── EXCERPTED TEXT ──

Harvey Milk Walton, a runner, finds his way to the ghetto in Angel Land, oldest of the territories, where a legend says that his long ago martyred namesake will return one day to lead his people to freedom—but even to speak of freedom, of leaving the FTC, is punishable by death.
In a crumbling totalitarian society, where evil masquerades as piety, two men fall in love, and begin to dream of escape from
Angel Land

When I first committed to writing this blog, I intended to write about writing, a subject about which, after all these years and all these books, I might be expected to have learned at least a little something, and I thought it might be worthwhile to share some of what I have learned with others.

When the suggestion was made that I write instead about my latest novel, Angel Land, I was not only surprised, but, frankly, it gave me pause. First, because this was intended to be a blogging opportunity for MLR authors, and although I am a happy member of the MLR family, as I like to think of us, Angel Land was contracted for before I joined the family and so is published elsewhere (although happily the upcoming e-version will be released by MLR.)

Second, and this gave me the most pause, I am not very good nor very enthusiastic about tooting my own horn. I have always subscribed to the philosophy that it is better to tell people about your shanty in the country and let them discover for themselves that it is really a palace, than to describe your palace, and have them discover that it is only a shanty. I am always fearful that when I steer others to my writing, they may discover that it is only a shanty. So to devote this column to my own work seemed to me like dbsp—that is to say, disgustingly blatant self promotion.

───

**EXERCISE 1:**
From the listing below, pull out every line containing the word "like" and copy each one in full. Matching is case-sensitive.

── MATERIAL ──

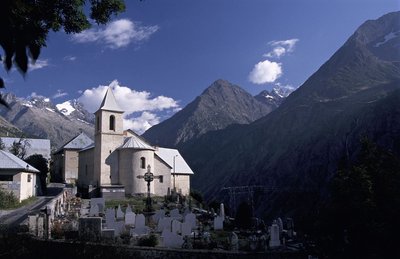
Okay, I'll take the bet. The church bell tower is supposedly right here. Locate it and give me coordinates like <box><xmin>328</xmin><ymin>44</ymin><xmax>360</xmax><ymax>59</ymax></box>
<box><xmin>94</xmin><ymin>87</ymin><xmax>124</xmax><ymax>192</ymax></box>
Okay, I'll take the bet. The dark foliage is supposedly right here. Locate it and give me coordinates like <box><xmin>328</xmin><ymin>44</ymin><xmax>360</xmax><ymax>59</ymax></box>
<box><xmin>0</xmin><ymin>0</ymin><xmax>125</xmax><ymax>106</ymax></box>
<box><xmin>314</xmin><ymin>139</ymin><xmax>400</xmax><ymax>258</ymax></box>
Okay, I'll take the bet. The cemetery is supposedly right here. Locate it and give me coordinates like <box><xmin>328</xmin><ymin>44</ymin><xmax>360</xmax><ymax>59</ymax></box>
<box><xmin>28</xmin><ymin>190</ymin><xmax>302</xmax><ymax>253</ymax></box>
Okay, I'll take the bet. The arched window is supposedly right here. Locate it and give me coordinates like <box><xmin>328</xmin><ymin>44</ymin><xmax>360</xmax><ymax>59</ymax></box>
<box><xmin>110</xmin><ymin>115</ymin><xmax>115</xmax><ymax>130</ymax></box>
<box><xmin>96</xmin><ymin>116</ymin><xmax>100</xmax><ymax>131</ymax></box>
<box><xmin>140</xmin><ymin>157</ymin><xmax>146</xmax><ymax>169</ymax></box>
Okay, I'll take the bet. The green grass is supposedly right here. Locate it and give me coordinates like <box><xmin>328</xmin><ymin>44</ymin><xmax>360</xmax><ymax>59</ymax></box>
<box><xmin>106</xmin><ymin>196</ymin><xmax>164</xmax><ymax>213</ymax></box>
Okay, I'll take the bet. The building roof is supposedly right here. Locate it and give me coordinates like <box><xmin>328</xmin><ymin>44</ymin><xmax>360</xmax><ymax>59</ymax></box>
<box><xmin>0</xmin><ymin>150</ymin><xmax>39</xmax><ymax>173</ymax></box>
<box><xmin>0</xmin><ymin>137</ymin><xmax>51</xmax><ymax>159</ymax></box>
<box><xmin>119</xmin><ymin>135</ymin><xmax>155</xmax><ymax>151</ymax></box>
<box><xmin>99</xmin><ymin>87</ymin><xmax>124</xmax><ymax>112</ymax></box>
<box><xmin>155</xmin><ymin>147</ymin><xmax>194</xmax><ymax>174</ymax></box>
<box><xmin>55</xmin><ymin>132</ymin><xmax>94</xmax><ymax>153</ymax></box>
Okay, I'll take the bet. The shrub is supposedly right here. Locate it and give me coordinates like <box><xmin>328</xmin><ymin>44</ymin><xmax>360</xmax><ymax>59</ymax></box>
<box><xmin>138</xmin><ymin>234</ymin><xmax>158</xmax><ymax>247</ymax></box>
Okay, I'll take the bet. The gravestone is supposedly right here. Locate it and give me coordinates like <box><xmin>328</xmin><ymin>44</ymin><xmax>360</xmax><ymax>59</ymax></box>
<box><xmin>90</xmin><ymin>198</ymin><xmax>106</xmax><ymax>213</ymax></box>
<box><xmin>37</xmin><ymin>215</ymin><xmax>45</xmax><ymax>238</ymax></box>
<box><xmin>153</xmin><ymin>209</ymin><xmax>165</xmax><ymax>223</ymax></box>
<box><xmin>125</xmin><ymin>211</ymin><xmax>136</xmax><ymax>226</ymax></box>
<box><xmin>185</xmin><ymin>213</ymin><xmax>196</xmax><ymax>229</ymax></box>
<box><xmin>28</xmin><ymin>215</ymin><xmax>38</xmax><ymax>236</ymax></box>
<box><xmin>117</xmin><ymin>205</ymin><xmax>125</xmax><ymax>220</ymax></box>
<box><xmin>157</xmin><ymin>217</ymin><xmax>172</xmax><ymax>232</ymax></box>
<box><xmin>79</xmin><ymin>217</ymin><xmax>101</xmax><ymax>241</ymax></box>
<box><xmin>219</xmin><ymin>203</ymin><xmax>225</xmax><ymax>218</ymax></box>
<box><xmin>169</xmin><ymin>209</ymin><xmax>182</xmax><ymax>219</ymax></box>
<box><xmin>181</xmin><ymin>222</ymin><xmax>192</xmax><ymax>237</ymax></box>
<box><xmin>214</xmin><ymin>216</ymin><xmax>224</xmax><ymax>230</ymax></box>
<box><xmin>276</xmin><ymin>218</ymin><xmax>283</xmax><ymax>235</ymax></box>
<box><xmin>171</xmin><ymin>219</ymin><xmax>182</xmax><ymax>234</ymax></box>
<box><xmin>106</xmin><ymin>208</ymin><xmax>115</xmax><ymax>228</ymax></box>
<box><xmin>161</xmin><ymin>229</ymin><xmax>183</xmax><ymax>248</ymax></box>
<box><xmin>269</xmin><ymin>224</ymin><xmax>281</xmax><ymax>248</ymax></box>
<box><xmin>229</xmin><ymin>232</ymin><xmax>239</xmax><ymax>251</ymax></box>
<box><xmin>89</xmin><ymin>204</ymin><xmax>99</xmax><ymax>217</ymax></box>
<box><xmin>101</xmin><ymin>229</ymin><xmax>115</xmax><ymax>241</ymax></box>
<box><xmin>125</xmin><ymin>204</ymin><xmax>132</xmax><ymax>214</ymax></box>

───

**EXERCISE 2:**
Continue the piece on the novel Angel Land, shown above the listing, starting after its last sentence.

**TASK RESPONSE 1:**
Okay, I'll take the bet. The church bell tower is supposedly right here. Locate it and give me coordinates like <box><xmin>328</xmin><ymin>44</ymin><xmax>360</xmax><ymax>59</ymax></box>
Okay, I'll take the bet. The dark foliage is supposedly right here. Locate it and give me coordinates like <box><xmin>328</xmin><ymin>44</ymin><xmax>360</xmax><ymax>59</ymax></box>
Okay, I'll take the bet. The cemetery is supposedly right here. Locate it and give me coordinates like <box><xmin>328</xmin><ymin>44</ymin><xmax>360</xmax><ymax>59</ymax></box>
Okay, I'll take the bet. The arched window is supposedly right here. Locate it and give me coordinates like <box><xmin>328</xmin><ymin>44</ymin><xmax>360</xmax><ymax>59</ymax></box>
Okay, I'll take the bet. The green grass is supposedly right here. Locate it and give me coordinates like <box><xmin>328</xmin><ymin>44</ymin><xmax>360</xmax><ymax>59</ymax></box>
Okay, I'll take the bet. The building roof is supposedly right here. Locate it and give me coordinates like <box><xmin>328</xmin><ymin>44</ymin><xmax>360</xmax><ymax>59</ymax></box>
Okay, I'll take the bet. The shrub is supposedly right here. Locate it and give me coordinates like <box><xmin>328</xmin><ymin>44</ymin><xmax>360</xmax><ymax>59</ymax></box>
Okay, I'll take the bet. The gravestone is supposedly right here. Locate it and give me coordinates like <box><xmin>328</xmin><ymin>44</ymin><xmax>360</xmax><ymax>59</ymax></box>

**TASK RESPONSE 2:**
On the other hand, not since The Man From C.A.M.P., published in 1966, have I had a novel that created so much buzz. Certainly the reviews have been raves; Robert Buck, on the GWR review site, says, "I recommend Angel Land as highly as I have ever recommended a book." AJ Llewelyn, at Dark Diva Reviews, calls it "the work of a master artist." And reviewing the book on Amazon, Bethann Korsmit says, "I give Angel Land my highest recommendation, and I think it should be read by everyone."

Nor is it only reviewers either who have expressed their enthusiasm. In the short time since its introduction, I have already received enthusiastic fan letters, and both readers and those simply contemplating reading the book have flooded me with questions about its creation, its plot, the characters, and the like.

Something about the book, then, has captured the attention of people. Of course, it is not difficult to see why this should be so. First, the movie, Milk, a biopic about the martyred Harvey Milk, has just opened to its own rave reviews, and Harvey Milk, or at least his name and his legend, play an integral part in Angel Land. Indeed, my protagonist's name is Harvey Milk Walton, a fact of considerable consequence in the story.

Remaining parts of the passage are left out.